**Stored items from a collection**
- - - - - - -

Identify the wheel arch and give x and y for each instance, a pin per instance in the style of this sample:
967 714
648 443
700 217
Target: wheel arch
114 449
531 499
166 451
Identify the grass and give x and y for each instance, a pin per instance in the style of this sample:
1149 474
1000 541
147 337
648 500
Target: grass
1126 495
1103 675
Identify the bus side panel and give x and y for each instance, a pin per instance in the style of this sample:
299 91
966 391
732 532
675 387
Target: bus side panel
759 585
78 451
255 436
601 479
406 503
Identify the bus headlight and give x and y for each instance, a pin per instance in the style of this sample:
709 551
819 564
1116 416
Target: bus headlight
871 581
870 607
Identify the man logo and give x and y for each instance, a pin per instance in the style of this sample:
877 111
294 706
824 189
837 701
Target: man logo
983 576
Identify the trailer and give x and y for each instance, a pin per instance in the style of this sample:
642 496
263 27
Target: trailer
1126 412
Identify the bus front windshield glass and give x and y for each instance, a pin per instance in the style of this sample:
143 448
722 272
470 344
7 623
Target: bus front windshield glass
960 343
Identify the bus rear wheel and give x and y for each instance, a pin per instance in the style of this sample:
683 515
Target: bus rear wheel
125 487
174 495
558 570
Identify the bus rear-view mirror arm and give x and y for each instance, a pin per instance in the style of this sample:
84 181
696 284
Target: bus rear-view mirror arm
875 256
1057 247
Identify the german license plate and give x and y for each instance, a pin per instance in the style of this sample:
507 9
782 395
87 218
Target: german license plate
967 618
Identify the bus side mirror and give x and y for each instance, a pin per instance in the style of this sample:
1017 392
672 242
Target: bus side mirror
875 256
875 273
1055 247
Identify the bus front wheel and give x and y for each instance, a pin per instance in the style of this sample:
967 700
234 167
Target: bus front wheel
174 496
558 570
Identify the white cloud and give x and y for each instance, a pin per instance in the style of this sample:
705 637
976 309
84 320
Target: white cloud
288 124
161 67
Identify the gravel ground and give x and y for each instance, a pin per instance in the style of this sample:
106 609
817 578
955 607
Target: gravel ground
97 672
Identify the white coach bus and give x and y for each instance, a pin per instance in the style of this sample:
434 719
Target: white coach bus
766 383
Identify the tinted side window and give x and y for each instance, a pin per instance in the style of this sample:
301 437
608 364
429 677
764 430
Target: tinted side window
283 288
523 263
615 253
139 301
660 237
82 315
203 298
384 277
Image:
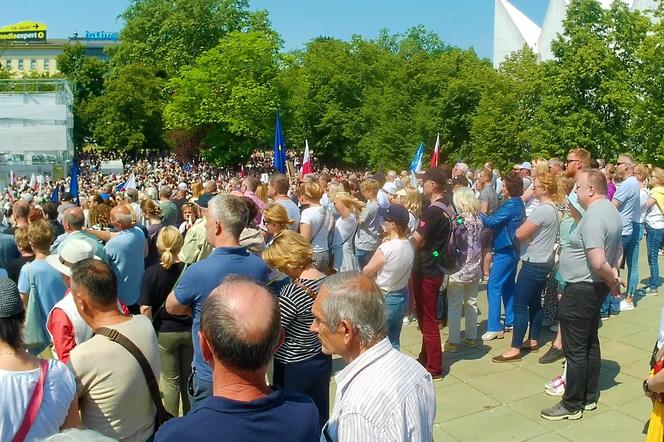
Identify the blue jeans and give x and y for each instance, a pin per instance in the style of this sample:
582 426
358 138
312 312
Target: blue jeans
310 377
501 286
199 389
527 301
654 242
633 262
397 307
611 303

- - - - - - -

**Short task**
Omit the pictures and restate the rest of the records verbatim.

**The output**
Identify the wheel arch and give x and y for each instance, a pin per instance in the style of this sample:
967 714
648 443
700 217
Target: wheel arch
114 449
531 499
166 451
Identify the grass and give x and y for each instance, a pin per instance in the style of this sample:
1149 474
1000 541
147 337
648 500
Target: grass
1126 495
1103 675
Identify the bus side panel and give x and y for each instance, a pin per instance in the style of this sample:
299 91
966 391
732 532
675 387
Target: bus side panel
759 585
78 451
255 436
601 479
406 503
Identify the bus headlight and give x and y for each instance, a pin per instance in the style of this sample:
709 551
819 564
1116 416
Target: bus headlight
871 581
870 607
Identify the man logo and give x and y for each instance, a pin per instance in the style of this sample:
877 111
294 706
824 189
837 701
Target: man logo
983 576
Identify the trailer and give x and y for each instance, a pin per instance in the style of this sample:
642 496
263 27
Target: trailer
1126 412
Identify the bus front windshield glass and give x and y for each instance, a pin per instance in the style of this sample:
143 448
722 272
470 344
7 623
Target: bus front windshield glass
960 343
Identify the bus rear wheel and give x and y for each instance, a pin per instance in the style of this sample:
683 515
Target: bus rear wheel
125 487
174 495
558 570
Identify the bus rear-view mirror arm and give x and y for each instance, a pin per instance in the style of this sample:
84 181
696 284
Target: bus rear-view mirror arm
875 256
1057 247
Identify the german license plate and give x and y for each instance, a pin per instance in the style of this sample:
507 9
782 395
87 218
Target: german license plate
967 618
Identify the bus side mirror and give x and y for each instance, a pin per instance in the style of this sample:
1017 392
672 242
Target: bus side mirror
875 256
875 273
1055 247
Identify the bus front wheel and give x and y for each instance, a pin per instance in the style of this sample:
967 700
234 167
Target: bus front wheel
174 496
558 570
Identify the white cloud and give x and y for each instance, a pin per instance in the style of this sample:
705 637
976 309
84 320
Target: white cloud
288 124
161 67
Identify the gravel ground and give x and y for each instance, a pin per instance in the style of this sample:
106 609
817 578
955 607
Target: gravel ground
97 672
Identify the white coach bus and give x and y for each instance, a pin per instance in the style of this sample:
434 719
Target: white coach bus
766 383
Identify the tinted side window and give x and y for each instance, a pin per instance in the style of this sample:
301 437
608 364
429 677
764 430
Target: tinted side window
283 288
523 263
615 253
139 301
660 237
82 315
203 298
384 277
Image:
Identify the blue jeans and give x and y for each instance, a pin per instance in the style of this sample:
582 426
358 138
312 312
Target: blue jeans
310 377
501 286
199 389
527 301
654 242
633 262
397 307
611 303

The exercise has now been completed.